WHAT IS EXPECTED: Reproduce all records word for word.

§ §

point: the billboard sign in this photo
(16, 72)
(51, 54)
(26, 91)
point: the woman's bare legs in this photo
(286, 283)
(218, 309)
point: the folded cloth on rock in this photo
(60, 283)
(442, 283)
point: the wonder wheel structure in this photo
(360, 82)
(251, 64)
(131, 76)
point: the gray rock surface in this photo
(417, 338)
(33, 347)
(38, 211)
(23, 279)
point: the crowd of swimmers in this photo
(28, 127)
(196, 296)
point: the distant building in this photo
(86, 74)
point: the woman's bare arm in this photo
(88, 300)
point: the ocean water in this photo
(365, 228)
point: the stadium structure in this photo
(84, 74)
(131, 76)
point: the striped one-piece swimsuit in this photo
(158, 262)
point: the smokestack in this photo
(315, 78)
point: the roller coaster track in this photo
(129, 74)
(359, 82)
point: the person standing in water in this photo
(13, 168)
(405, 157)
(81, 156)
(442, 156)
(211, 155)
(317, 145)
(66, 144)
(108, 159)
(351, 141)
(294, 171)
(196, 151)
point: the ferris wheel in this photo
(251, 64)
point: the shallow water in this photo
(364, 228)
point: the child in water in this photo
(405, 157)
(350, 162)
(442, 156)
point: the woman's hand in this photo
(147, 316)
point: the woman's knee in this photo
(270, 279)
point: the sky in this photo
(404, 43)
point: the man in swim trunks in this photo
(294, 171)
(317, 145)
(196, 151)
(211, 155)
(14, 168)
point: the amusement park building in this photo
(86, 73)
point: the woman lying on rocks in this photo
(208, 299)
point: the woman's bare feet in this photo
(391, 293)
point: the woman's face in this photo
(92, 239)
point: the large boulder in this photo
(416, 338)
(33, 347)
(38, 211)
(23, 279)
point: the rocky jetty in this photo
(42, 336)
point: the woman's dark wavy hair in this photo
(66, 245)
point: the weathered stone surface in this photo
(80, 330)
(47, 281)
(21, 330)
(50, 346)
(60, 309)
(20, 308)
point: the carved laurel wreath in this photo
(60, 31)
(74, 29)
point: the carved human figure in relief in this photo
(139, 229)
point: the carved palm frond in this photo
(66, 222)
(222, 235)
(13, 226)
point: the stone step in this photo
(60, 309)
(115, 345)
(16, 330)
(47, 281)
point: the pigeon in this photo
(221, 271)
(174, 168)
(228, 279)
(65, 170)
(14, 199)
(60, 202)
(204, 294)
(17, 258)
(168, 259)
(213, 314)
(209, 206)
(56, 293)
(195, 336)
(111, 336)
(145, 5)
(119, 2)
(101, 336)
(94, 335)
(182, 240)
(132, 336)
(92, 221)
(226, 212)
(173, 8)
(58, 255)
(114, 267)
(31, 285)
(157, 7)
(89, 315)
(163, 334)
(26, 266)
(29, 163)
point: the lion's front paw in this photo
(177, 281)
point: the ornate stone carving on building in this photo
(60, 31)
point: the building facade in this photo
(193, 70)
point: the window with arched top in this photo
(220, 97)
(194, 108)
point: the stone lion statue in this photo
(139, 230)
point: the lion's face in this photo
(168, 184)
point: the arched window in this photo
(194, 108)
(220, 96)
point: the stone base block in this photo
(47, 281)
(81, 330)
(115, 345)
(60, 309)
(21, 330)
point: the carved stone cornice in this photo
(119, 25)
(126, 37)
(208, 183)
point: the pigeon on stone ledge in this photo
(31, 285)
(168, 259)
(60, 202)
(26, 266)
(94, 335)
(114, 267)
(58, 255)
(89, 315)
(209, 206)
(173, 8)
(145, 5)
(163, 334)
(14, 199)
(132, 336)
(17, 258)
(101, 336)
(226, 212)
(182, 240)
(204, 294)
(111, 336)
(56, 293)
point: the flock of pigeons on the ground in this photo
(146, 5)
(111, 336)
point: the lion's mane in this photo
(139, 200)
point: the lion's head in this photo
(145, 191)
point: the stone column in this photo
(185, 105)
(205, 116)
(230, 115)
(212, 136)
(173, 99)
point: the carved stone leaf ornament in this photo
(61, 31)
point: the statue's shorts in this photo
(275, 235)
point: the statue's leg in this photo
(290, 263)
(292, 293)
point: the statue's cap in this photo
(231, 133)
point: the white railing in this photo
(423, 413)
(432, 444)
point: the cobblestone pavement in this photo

§ §

THE ANSWER:
point: the billboard sign in this photo
(16, 72)
(51, 54)
(26, 91)
point: the woman's bare legs in this photo
(286, 283)
(218, 309)
point: the folded cloth on rock in this photo
(60, 283)
(442, 283)
point: the wonder wheel structure in this photo
(360, 82)
(251, 64)
(131, 76)
point: the gray rock surface in this photo
(417, 338)
(33, 347)
(38, 211)
(23, 279)
point: the crowd of swimmers in this photo
(28, 127)
(196, 296)
point: the distant building in this photo
(86, 74)
point: the woman's bare arm in this photo
(88, 300)
point: the ocean water in this photo
(365, 228)
point: the stadium structure in this photo
(84, 74)
(131, 76)
point: the striped one-piece swimsuit in this photo
(158, 262)
point: the smokestack in this photo
(315, 78)
point: the roller coaster track in this photo
(129, 74)
(359, 82)
point: the person standing in water in this photo
(13, 168)
(405, 157)
(81, 156)
(442, 156)
(211, 155)
(317, 145)
(66, 144)
(108, 159)
(351, 141)
(294, 171)
(196, 151)
point: the ferris wheel in this photo
(251, 64)
point: the shallow water in this photo
(364, 228)
point: the child in water in this photo
(405, 157)
(350, 162)
(442, 156)
point: the woman's hand in this photo
(147, 316)
point: the woman's knee in this photo
(270, 279)
point: the sky in this photo
(404, 43)
point: the man in swim trunks in this photo
(294, 171)
(317, 145)
(196, 151)
(211, 155)
(14, 168)
point: the amusement park building in this photo
(86, 73)
point: the woman lying on rocks in this photo
(208, 299)
point: the woman's bare feet in this photo
(391, 293)
point: the woman's face in this photo
(92, 239)
point: the large boulder in this photo
(416, 338)
(33, 347)
(38, 211)
(23, 279)
point: the rocky jetty in this photo
(42, 336)
point: the woman's dark wavy hair in this photo
(66, 245)
point: the weathered stone surface in this photo
(80, 330)
(47, 281)
(21, 330)
(50, 346)
(60, 309)
(20, 308)
point: the carved laurel wreath in this photo
(60, 31)
(74, 29)
point: the carved human figure in relief in this photo
(139, 229)
point: the carved palm frond in this photo
(66, 222)
(222, 235)
(13, 226)
point: the stone step in this photo
(60, 309)
(115, 345)
(16, 330)
(47, 281)
point: the pigeon in this photo
(221, 271)
(174, 168)
(228, 279)
(65, 170)
(14, 199)
(60, 202)
(204, 294)
(17, 258)
(168, 259)
(213, 314)
(209, 206)
(56, 293)
(195, 336)
(111, 336)
(145, 5)
(119, 2)
(101, 336)
(94, 335)
(182, 240)
(132, 336)
(92, 221)
(226, 212)
(173, 8)
(58, 255)
(114, 267)
(31, 285)
(157, 7)
(89, 315)
(163, 334)
(26, 266)
(29, 163)
point: the lion's front paw in this photo
(177, 281)
point: the ornate stone carving on building in this photo
(60, 31)
point: the building facade in this photo
(193, 70)
point: the window with arched top in this photo
(220, 97)
(194, 108)
point: the stone lion statue in this photo
(139, 230)
point: the lion's face in this photo
(168, 184)
point: the arched window in this photo
(194, 108)
(220, 96)
point: the stone base block in this photo
(47, 281)
(81, 330)
(115, 345)
(60, 309)
(21, 330)
point: the carved stone cornice in this photo
(119, 25)
(126, 37)
(208, 183)
point: the pigeon on stone ledge in this photo
(31, 285)
(168, 259)
(60, 202)
(26, 266)
(94, 335)
(114, 267)
(58, 255)
(89, 315)
(209, 206)
(173, 8)
(145, 5)
(163, 334)
(14, 199)
(132, 336)
(17, 258)
(101, 336)
(226, 212)
(182, 240)
(204, 294)
(111, 336)
(56, 293)
point: the flock of pigeons on the ground in this photo
(146, 5)
(111, 336)
point: the lion's mane in this photo
(139, 200)
point: the lion's head in this photo
(145, 191)
point: the stone column in this photo
(185, 105)
(205, 116)
(230, 115)
(212, 136)
(173, 99)
point: the carved stone leaf ornament in this photo
(61, 31)
point: the statue's shorts in this photo
(275, 235)
point: the statue's leg in this photo
(290, 263)
(292, 293)
point: the statue's cap in this photo
(231, 133)
point: the white railing in this photo
(423, 413)
(432, 444)
point: the cobblestone pavement in this photo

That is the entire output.